3 Ocak 2008 Perşembe
Alaçatı Tatili
HOŞGELDİN 2008 :)
Yazıyı yazmaya başladığımda ilk aklıma gelen çok uzun zamandır sadece yemek tarifleri yayınladığım oldu. Yaz tatilinden bu güne hiç gezi yazısı yazmamışım, bu da demek oluyorki uzun zamandır bir yerlere gitmemişiz :(
Bayramdan önceki hafta, günü birlik bir Abant gezimiz var ama o da yazı haline gelmemiş, sadece sitenin kış imajı adına bir banner olarak hizmet vermiş bize:)
Son zamanlarda en çok evde olmayı, dostlarımızı, akrabalarımızı ağırlamayı, yeni tarifler denemeyi ve tattırmayı sever oldum.
Yılbaşı akşamı içinde buna benzer planlarım vardı, eşimin doğum gününde hayallerimdeki sofrayı kuramadığım için, açığı kapatmak istiyordum biraz:)
Arkadaşlarımızı çağırıp bol bol yiyip içip oyun oynayacağımız bir gece düşüncesi içindeydim. Ama yılbaşına bir kaç gün kala bu düşüncemi açtığımda, başta eşim olmak üzere, herkes "yeter artık hep ev hep ev, hemde sen çok yorgunsun, dinlenmen lazım" dedi.

◆ **Alıştırma Görevi A**
Alaçatı tatili yazısının "3 Ocak 2008" ifadesinden başlayıp "hizmet vermiş bize:)" ifadesine kadar (bu ifade dahil) olan bölümünü, "Abant" yerine "Uludağ" koyarak yeniden yazın.
◆ **Alıştırma Görevi B**
Alaçatı tatiline dair yazıyı son cümleden sonra sürdürerek devam ettirin.
Aşağıdaki malzeme bu metinden bağımsızdır.

◆ **Toplanan Malzeme**
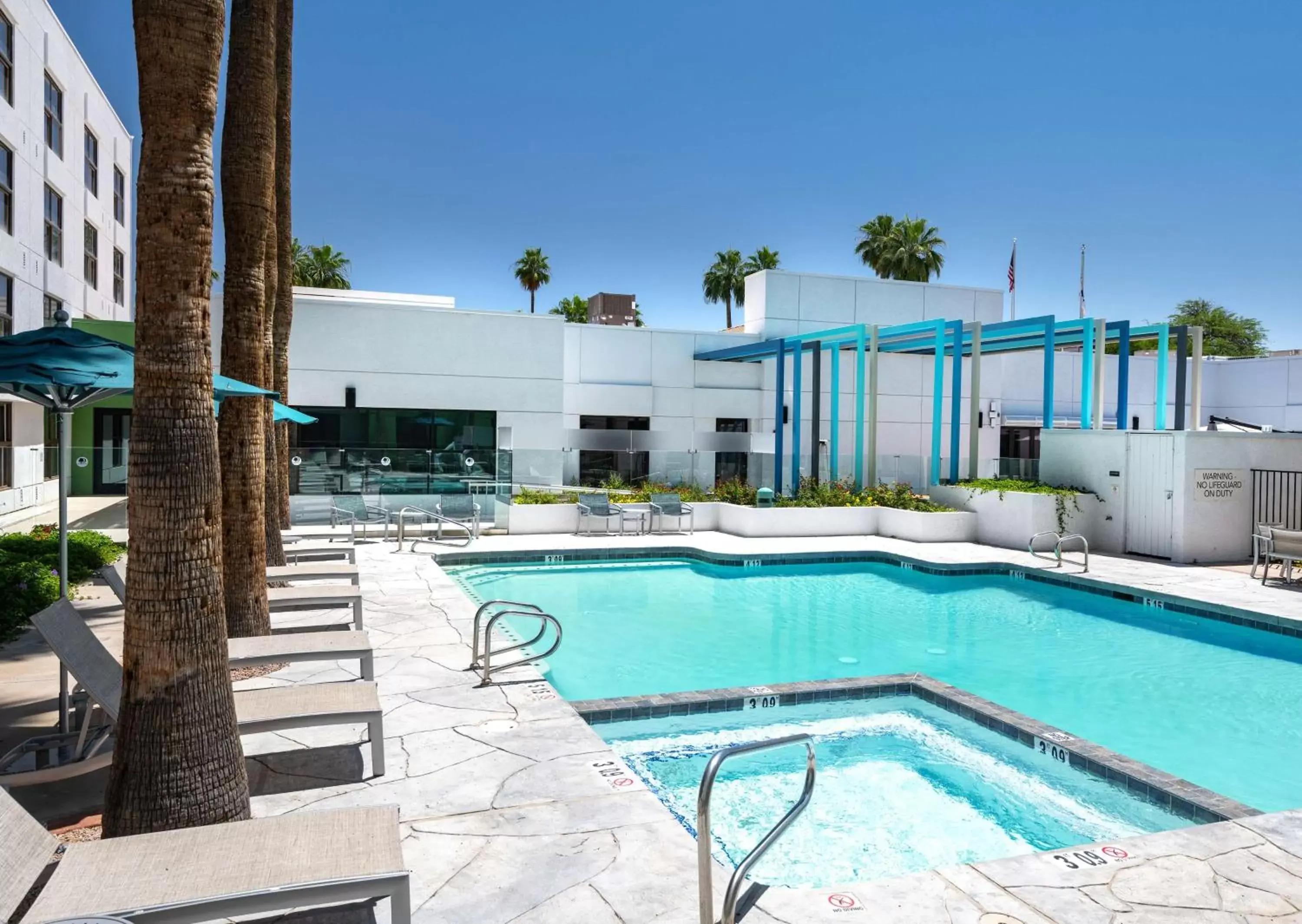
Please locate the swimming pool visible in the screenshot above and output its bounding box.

◆ **Doğru Cevap A**
3 Ocak 2008 Perşembe
Alaçatı Tatili
HOŞGELDİN 2008 :)
Yazıyı yazmaya başladığımda ilk aklıma gelen çok uzun zamandır sadece yemek tarifleri yayınladığım oldu. Yaz tatilinden bu güne hiç gezi yazısı yazmamışım, bu da demek oluyorki uzun zamandır bir yerlere gitmemişiz :(
Bayramdan önceki hafta, günü birlik bir Uludağ gezimiz var ama o da yazı haline gelmemiş, sadece sitenin kış imajı adına bir banner olarak hizmet vermiş bize:)

◆ **Doğru Cevap B**
"E, bir yerlere gidelim o zaman" denildi. Yarım gün kadar beyin fırtınası yapıldı ve sonunda gidilecek yer belirlendi; Rüya Balayı mekanı ve bence yurdumun en gidilesi yeri Lale Lodge.
-"Bu mevsimde ne işiniz var Alaçatıda?
-"Ay, donacaksınız, deniz yok, bişey yok sıkıcı olmazmı?
-"Bari kar olan bir yere gidinde, kış tatilinin bir anlamı olsun" şeklinde ki uyarılara rağmen, biz Alaçatı ya gittik. Ve inanılmaz mutlu, huzurlu, dinlenmiş sanki aylardır tatil yapıyormuş da artık sıkılıp dönmüşcesine bir ruh hali ile döndük.
Lale Lodge insanda, sanki uzak bir yerde yaşayan akrabalarınızı ziyarete gitmişsiniz, size evlerinin en güzel odasını vermişler, elinizi sıcak sudan soğuk suya sokturmamışlar gibi bir his yaratıyor. Kelimenin tam anlamı ile ev sıcaklığında ama çok konforlu bir tatil yaşıyorsunuz.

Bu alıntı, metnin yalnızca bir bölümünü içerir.